How many lines of the listing below contain the string "twig", with case counting? Reply with the number alone.
=== Provided records ===
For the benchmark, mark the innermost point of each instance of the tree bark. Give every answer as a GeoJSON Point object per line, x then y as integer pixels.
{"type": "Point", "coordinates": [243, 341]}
===
=== Provided records ===
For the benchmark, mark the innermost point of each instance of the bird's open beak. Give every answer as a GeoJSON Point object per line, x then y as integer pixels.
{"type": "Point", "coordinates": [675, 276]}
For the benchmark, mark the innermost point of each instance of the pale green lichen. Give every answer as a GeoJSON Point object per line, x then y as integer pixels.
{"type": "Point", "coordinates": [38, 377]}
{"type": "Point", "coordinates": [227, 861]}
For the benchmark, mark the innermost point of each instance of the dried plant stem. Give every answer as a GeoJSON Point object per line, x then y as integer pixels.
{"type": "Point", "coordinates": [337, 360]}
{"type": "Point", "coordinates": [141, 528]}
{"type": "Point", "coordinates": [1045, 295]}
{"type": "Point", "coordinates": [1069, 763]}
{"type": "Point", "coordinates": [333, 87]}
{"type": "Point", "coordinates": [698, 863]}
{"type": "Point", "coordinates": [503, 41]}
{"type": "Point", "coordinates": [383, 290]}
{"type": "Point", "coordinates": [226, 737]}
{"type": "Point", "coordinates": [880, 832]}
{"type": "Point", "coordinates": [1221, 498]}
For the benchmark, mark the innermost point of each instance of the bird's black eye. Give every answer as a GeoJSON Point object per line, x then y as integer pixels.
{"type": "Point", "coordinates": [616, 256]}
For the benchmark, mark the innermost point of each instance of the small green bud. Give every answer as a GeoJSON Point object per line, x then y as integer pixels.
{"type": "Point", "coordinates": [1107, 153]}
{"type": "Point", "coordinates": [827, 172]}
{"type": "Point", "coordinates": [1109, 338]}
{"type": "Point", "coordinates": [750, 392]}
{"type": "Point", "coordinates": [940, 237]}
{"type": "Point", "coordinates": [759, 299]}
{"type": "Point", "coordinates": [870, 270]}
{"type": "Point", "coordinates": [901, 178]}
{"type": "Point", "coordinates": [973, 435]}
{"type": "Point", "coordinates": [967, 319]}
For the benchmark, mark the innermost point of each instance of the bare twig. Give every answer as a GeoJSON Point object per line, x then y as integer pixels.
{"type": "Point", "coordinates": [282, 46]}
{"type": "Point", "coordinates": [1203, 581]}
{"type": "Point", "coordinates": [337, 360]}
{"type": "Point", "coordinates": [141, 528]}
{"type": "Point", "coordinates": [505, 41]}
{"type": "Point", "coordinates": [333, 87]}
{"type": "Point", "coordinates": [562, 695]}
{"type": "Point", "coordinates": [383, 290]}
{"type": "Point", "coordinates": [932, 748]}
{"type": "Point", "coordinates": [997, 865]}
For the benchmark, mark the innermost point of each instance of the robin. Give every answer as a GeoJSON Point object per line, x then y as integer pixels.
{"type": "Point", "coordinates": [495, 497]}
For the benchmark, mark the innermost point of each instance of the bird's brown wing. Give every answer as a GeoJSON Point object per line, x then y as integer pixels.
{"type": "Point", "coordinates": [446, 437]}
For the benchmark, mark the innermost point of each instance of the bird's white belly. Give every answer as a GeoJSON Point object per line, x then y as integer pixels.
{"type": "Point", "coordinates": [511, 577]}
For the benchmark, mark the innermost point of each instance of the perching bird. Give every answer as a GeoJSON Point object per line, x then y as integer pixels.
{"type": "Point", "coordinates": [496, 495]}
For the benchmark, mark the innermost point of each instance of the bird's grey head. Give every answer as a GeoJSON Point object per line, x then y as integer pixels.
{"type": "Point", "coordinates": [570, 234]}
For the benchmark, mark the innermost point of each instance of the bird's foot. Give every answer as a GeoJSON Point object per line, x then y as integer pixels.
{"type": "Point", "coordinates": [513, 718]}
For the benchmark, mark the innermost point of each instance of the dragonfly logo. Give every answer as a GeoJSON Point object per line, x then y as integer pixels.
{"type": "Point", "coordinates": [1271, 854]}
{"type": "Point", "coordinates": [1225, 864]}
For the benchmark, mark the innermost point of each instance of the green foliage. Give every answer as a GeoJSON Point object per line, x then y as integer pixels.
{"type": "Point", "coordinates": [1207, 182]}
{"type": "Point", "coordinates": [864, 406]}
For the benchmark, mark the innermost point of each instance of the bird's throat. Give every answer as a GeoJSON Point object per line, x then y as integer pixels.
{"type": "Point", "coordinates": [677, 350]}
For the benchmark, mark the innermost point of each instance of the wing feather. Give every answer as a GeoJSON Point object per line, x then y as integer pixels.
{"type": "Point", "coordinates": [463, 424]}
===
=== Provided records ===
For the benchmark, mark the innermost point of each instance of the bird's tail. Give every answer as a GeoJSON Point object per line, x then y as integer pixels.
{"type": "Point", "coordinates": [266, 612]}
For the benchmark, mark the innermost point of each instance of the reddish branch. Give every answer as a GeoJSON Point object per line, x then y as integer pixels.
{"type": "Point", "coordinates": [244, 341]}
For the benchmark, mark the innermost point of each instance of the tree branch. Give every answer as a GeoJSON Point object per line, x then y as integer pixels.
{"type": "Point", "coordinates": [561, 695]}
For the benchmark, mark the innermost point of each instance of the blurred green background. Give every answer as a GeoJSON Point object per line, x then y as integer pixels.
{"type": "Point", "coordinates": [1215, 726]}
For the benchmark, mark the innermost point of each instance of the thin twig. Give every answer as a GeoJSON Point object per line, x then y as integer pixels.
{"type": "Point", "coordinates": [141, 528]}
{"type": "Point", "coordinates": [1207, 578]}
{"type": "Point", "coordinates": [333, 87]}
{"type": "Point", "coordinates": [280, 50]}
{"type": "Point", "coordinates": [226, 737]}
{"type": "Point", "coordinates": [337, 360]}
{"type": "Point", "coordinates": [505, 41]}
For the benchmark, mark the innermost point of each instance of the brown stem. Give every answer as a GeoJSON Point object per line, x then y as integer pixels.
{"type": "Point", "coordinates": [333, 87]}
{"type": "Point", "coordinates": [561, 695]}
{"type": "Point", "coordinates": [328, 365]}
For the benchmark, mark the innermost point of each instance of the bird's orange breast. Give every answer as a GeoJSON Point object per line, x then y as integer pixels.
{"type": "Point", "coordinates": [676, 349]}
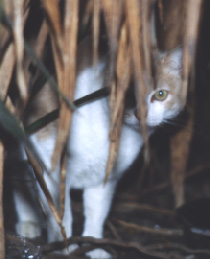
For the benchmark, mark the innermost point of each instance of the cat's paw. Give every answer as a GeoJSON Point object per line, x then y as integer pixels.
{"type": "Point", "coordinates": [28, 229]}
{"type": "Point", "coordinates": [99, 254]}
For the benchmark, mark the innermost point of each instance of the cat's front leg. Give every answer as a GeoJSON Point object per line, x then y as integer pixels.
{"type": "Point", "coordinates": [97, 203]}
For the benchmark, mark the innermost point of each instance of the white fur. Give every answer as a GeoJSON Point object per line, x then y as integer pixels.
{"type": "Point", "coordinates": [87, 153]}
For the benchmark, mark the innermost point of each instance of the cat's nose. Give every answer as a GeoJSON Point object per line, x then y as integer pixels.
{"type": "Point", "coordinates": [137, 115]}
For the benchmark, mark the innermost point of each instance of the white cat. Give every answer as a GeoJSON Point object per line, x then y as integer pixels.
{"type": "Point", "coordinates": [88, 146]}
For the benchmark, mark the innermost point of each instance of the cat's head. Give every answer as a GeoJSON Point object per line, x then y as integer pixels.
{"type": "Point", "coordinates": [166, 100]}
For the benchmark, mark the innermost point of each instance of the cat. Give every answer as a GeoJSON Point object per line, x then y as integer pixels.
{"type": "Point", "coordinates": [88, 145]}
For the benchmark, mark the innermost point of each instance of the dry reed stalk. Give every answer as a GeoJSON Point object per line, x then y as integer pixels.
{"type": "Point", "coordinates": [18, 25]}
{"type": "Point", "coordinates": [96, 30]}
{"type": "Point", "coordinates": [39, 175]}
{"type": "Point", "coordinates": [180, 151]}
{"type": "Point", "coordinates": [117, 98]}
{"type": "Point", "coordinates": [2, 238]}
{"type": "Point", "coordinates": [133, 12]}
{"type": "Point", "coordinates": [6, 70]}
===
• [Complete answer]: 2